(Collected data entries)
******
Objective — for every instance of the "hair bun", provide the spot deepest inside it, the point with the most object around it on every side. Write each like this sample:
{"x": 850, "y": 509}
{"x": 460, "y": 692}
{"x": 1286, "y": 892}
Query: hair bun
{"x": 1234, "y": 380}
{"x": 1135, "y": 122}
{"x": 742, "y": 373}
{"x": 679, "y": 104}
******
- [DIRECTIONS]:
Nothing in the records should change when you repeat them all.

- [YOUR SOLUTION]:
Objective — for every instance of the "hair bun", provide the spot deepest inside it, the point with the most object around it on every side. Write each like this sample:
{"x": 850, "y": 509}
{"x": 460, "y": 692}
{"x": 1286, "y": 892}
Query: hair bun
{"x": 1234, "y": 380}
{"x": 1135, "y": 122}
{"x": 742, "y": 373}
{"x": 679, "y": 104}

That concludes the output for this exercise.